What is expected.
Reprint all records below exactly. No images.

··· Records shown ···

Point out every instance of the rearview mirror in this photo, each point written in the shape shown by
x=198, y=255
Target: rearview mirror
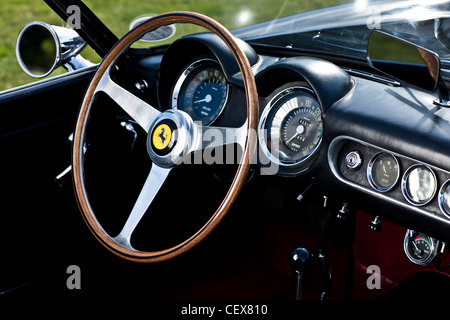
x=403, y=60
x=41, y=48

···

Answer space.
Point out every instance of the rearview mirror in this photo, each point written in the shape shown by
x=198, y=255
Target: rearview mirror
x=403, y=60
x=41, y=48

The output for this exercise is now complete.